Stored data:
::::

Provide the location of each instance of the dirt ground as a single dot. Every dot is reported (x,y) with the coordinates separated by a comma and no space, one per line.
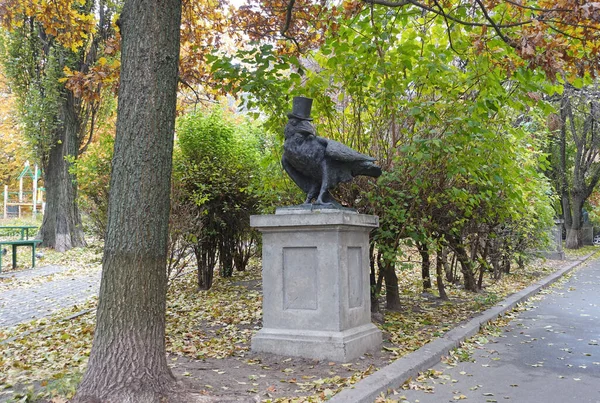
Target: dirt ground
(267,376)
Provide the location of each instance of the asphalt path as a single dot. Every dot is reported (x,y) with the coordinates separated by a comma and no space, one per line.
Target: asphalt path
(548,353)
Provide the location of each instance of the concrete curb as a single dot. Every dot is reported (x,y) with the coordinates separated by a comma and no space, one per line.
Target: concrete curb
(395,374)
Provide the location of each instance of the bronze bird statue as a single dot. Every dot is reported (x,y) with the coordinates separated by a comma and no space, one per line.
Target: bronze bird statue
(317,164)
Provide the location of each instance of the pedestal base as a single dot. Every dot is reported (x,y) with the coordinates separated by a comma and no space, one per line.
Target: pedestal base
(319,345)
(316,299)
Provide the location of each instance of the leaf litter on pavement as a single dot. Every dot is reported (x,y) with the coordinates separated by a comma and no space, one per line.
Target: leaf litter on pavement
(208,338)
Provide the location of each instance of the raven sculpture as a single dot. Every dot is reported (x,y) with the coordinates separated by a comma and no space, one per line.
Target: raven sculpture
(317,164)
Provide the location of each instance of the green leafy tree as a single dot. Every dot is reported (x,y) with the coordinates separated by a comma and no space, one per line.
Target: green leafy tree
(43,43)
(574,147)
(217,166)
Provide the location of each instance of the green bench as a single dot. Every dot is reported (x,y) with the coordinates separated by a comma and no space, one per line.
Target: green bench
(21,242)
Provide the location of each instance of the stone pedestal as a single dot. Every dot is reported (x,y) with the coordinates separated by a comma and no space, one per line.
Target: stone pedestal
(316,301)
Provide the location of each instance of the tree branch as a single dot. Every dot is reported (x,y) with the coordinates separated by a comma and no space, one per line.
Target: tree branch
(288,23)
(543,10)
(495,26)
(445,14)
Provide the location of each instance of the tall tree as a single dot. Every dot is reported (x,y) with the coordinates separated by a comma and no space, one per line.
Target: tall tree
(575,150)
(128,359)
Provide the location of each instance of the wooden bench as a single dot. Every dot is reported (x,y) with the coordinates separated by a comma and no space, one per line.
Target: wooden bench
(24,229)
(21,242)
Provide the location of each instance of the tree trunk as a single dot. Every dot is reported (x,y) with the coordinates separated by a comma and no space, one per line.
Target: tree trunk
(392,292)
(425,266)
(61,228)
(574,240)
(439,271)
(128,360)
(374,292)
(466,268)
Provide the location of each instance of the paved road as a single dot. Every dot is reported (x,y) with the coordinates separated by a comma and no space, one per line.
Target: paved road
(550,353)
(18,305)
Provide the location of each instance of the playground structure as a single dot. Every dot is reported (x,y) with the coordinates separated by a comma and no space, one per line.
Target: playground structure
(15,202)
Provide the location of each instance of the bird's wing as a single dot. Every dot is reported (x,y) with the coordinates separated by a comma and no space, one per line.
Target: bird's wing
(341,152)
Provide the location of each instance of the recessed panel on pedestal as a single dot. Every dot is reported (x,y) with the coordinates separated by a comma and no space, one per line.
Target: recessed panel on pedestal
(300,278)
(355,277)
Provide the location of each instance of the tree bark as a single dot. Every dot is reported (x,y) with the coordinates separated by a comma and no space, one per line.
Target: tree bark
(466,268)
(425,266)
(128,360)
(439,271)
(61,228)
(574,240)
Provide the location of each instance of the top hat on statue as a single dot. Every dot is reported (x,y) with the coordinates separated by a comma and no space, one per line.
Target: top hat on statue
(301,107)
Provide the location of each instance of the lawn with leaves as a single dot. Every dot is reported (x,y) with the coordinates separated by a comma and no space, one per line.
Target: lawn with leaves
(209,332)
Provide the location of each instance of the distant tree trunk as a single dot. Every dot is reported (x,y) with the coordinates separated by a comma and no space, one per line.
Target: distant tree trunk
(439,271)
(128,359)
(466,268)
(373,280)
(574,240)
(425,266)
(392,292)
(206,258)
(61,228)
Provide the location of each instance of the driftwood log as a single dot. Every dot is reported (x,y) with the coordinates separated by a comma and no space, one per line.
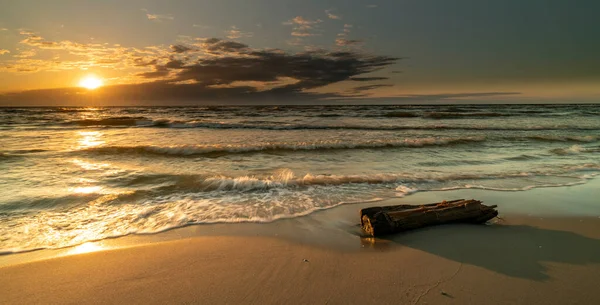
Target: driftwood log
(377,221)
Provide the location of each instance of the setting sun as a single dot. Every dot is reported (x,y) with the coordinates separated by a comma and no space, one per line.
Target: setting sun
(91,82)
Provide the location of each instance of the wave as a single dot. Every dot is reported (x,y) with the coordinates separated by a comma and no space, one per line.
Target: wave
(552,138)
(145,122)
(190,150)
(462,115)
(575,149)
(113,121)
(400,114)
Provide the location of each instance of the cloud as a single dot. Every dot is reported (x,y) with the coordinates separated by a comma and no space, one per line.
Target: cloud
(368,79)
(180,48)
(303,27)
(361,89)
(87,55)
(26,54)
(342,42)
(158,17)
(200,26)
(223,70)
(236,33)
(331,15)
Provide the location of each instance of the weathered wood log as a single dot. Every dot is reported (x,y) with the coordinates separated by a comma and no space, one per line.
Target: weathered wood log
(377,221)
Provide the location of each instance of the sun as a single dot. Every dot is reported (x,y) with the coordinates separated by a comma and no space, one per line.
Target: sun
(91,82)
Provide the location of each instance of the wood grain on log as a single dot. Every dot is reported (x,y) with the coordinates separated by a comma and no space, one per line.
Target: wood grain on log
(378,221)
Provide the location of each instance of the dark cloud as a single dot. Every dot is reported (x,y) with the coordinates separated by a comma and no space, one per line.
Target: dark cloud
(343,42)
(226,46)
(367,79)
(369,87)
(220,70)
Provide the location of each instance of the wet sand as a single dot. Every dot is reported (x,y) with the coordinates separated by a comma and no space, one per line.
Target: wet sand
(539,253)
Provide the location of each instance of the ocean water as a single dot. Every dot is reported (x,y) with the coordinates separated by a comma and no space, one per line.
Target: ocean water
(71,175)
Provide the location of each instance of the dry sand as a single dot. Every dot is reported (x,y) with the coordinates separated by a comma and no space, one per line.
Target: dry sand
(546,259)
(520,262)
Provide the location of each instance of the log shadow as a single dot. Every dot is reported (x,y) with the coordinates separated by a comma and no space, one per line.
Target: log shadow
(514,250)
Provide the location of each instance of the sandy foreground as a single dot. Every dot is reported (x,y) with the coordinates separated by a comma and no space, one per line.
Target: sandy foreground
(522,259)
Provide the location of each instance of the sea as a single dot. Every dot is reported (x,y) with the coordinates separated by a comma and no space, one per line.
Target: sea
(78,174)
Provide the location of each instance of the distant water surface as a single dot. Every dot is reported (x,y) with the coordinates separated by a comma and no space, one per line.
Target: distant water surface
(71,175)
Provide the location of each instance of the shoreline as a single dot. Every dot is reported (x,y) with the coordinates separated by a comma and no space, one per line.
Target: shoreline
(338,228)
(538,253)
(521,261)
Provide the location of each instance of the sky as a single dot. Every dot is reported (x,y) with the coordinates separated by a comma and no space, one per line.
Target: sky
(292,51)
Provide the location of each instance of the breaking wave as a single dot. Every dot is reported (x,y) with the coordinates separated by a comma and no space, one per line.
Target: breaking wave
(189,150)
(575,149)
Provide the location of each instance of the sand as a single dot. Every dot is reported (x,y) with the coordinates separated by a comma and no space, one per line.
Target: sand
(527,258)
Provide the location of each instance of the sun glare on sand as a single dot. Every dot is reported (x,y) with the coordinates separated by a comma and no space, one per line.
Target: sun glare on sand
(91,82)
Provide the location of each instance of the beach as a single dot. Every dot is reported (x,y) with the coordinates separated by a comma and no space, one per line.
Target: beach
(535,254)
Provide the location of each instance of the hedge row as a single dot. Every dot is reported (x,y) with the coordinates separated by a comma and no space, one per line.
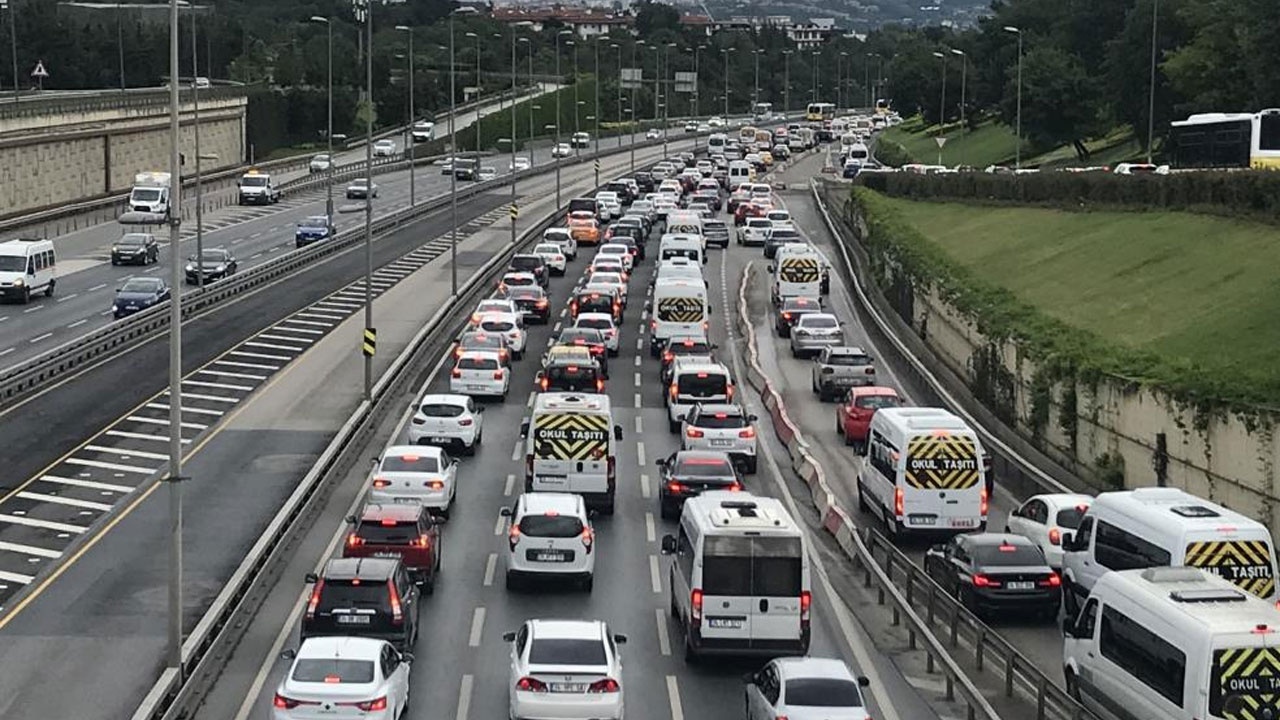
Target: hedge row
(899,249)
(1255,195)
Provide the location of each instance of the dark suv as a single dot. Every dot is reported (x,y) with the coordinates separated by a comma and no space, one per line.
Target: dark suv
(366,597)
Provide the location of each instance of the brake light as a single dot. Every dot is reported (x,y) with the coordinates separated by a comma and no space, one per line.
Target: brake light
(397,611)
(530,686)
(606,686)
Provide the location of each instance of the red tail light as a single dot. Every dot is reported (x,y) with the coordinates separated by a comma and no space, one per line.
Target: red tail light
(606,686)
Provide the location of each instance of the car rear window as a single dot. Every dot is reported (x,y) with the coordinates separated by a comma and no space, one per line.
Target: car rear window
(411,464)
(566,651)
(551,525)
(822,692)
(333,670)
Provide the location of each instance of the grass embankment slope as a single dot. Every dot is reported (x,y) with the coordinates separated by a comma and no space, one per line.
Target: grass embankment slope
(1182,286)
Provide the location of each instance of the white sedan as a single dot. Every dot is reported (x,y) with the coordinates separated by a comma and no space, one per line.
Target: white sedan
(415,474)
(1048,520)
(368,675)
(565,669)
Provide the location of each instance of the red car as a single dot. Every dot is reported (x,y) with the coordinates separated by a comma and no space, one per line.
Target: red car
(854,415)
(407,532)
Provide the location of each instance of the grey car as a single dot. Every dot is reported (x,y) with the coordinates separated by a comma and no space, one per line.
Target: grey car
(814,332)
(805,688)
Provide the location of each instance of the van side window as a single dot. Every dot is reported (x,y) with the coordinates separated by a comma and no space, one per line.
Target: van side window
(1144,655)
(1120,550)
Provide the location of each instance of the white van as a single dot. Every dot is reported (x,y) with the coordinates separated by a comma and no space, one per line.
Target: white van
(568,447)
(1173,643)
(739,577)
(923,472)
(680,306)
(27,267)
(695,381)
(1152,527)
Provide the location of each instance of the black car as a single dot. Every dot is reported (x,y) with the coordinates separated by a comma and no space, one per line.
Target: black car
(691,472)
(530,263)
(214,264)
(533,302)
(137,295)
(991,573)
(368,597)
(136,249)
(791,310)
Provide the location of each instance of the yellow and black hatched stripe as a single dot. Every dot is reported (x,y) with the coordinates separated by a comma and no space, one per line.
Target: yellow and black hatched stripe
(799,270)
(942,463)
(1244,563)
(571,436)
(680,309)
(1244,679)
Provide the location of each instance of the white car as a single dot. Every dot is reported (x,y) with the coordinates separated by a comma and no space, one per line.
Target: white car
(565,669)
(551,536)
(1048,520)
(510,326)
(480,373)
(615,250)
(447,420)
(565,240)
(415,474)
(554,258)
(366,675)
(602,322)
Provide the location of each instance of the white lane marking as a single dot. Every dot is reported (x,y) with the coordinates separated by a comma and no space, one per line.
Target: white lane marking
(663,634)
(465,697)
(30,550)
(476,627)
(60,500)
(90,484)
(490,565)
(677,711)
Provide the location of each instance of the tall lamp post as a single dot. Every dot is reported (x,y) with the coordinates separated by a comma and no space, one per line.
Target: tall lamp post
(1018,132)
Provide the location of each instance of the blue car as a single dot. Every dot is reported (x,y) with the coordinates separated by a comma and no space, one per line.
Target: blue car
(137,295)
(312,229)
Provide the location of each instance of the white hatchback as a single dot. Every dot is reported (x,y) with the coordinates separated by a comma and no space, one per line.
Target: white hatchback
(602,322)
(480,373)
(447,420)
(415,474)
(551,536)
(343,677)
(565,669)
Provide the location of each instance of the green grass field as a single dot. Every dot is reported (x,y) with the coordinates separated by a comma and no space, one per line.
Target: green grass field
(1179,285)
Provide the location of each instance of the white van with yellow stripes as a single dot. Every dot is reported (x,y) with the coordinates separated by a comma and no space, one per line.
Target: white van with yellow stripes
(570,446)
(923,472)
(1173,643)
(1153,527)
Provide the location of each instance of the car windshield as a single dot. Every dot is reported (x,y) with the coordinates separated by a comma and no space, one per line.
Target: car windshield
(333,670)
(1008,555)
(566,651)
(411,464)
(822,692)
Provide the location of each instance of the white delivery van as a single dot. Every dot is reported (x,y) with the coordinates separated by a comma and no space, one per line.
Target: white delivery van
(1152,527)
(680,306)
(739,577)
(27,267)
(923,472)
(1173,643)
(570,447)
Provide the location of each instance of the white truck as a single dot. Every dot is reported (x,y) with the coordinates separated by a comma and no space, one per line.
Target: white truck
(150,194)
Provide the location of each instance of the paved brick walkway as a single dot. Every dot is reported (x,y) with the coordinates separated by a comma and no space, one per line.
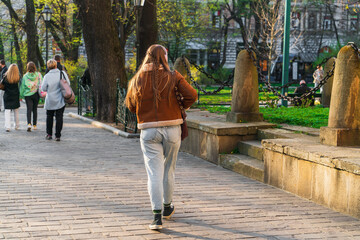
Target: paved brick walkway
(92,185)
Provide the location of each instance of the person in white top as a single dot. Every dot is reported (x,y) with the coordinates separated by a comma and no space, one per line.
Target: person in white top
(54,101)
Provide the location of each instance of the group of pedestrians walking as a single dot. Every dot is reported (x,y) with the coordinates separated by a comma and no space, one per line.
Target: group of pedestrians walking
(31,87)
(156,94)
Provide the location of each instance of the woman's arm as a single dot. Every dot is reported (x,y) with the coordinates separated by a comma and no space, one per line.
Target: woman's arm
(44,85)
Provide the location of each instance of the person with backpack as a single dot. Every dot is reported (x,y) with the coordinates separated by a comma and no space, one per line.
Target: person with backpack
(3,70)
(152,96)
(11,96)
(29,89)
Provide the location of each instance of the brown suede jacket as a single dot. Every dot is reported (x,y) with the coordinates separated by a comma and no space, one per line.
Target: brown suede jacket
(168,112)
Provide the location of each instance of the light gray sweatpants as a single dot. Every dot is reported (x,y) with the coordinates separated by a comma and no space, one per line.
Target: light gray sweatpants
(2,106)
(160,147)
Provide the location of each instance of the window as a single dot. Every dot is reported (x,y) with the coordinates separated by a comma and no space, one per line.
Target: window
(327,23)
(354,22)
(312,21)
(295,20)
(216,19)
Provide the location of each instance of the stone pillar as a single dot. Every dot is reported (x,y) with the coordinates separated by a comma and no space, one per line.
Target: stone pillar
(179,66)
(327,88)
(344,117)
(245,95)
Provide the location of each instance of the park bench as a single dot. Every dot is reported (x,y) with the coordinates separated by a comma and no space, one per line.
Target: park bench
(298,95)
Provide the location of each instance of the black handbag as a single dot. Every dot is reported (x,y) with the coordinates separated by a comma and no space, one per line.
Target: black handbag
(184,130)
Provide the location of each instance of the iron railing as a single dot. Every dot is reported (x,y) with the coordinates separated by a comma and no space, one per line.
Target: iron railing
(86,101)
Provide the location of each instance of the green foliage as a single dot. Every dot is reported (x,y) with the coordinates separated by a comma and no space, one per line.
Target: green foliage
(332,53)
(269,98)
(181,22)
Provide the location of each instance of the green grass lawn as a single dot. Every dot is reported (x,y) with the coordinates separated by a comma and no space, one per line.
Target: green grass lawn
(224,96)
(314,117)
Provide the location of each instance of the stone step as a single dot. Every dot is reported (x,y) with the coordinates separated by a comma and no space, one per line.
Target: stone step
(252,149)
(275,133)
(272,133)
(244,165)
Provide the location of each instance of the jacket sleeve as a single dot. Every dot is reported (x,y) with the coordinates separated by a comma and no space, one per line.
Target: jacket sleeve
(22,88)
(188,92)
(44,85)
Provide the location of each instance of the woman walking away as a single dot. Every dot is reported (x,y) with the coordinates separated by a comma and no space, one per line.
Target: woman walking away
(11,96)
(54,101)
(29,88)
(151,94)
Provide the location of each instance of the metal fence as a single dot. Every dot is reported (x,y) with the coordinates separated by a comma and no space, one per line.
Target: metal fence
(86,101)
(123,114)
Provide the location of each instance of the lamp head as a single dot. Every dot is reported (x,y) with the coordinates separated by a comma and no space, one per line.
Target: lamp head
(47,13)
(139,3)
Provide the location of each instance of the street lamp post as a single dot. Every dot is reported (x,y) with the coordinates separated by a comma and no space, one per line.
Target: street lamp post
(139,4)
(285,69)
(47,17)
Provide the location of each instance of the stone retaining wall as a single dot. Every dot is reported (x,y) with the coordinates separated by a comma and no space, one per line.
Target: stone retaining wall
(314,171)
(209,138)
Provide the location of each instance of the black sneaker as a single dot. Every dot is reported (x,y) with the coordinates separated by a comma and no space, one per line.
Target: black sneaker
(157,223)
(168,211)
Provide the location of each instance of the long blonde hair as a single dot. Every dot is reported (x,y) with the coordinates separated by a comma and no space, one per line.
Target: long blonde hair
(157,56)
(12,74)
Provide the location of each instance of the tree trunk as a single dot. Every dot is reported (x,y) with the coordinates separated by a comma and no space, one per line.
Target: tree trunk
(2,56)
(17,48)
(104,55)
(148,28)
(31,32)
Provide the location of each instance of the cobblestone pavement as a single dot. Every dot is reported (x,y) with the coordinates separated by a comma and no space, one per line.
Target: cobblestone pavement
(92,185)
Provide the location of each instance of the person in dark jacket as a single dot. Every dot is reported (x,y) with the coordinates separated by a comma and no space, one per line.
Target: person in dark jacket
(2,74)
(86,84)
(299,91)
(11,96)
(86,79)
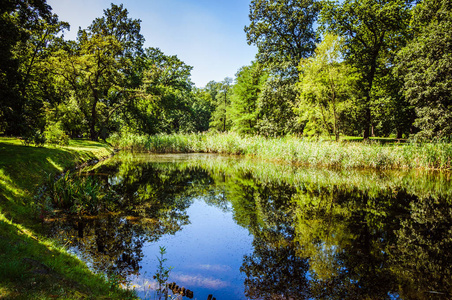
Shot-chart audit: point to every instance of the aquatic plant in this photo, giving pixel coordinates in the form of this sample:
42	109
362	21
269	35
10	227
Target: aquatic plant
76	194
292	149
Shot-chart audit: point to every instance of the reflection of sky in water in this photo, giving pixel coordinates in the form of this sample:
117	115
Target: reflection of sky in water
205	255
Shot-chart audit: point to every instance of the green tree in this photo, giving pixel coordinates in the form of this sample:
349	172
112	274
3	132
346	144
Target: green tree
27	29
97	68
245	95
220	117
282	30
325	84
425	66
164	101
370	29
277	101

::::

_PROBLEM DESCRIPTION_
Could you restate, word for word, the lines above from the one with "Target: bird's wing" to the one with "Provide the location of each instance of the lawn", both included?

_TASK SOLUTION_
Target: bird's wing
(341,152)
Provide the location of each instance of the recessed panel on pedestal as a single dot. Every dot is reported (x,y) with the coordinates separated by a comma and no space, one per line.
Target: recessed panel on pedestal
(300,278)
(355,277)
Provide the location of each instance of the tree bark as a single dot. Every dot is reported (x,y) with the coordinates separated by a comma and no space, one per line.
Target: tree bark
(466,268)
(425,266)
(128,360)
(439,271)
(61,228)
(574,240)
Provide the location of each instance of the top hat on statue as a single dot. Every dot is reported (x,y) with the coordinates separated by a comma and no space, one per line.
Target: top hat on statue
(301,107)
Provide the location of each instance of the lawn with leaves as a single dot. Every dot is reported (x,y) with the coordinates separated by a comma and no space, one per line.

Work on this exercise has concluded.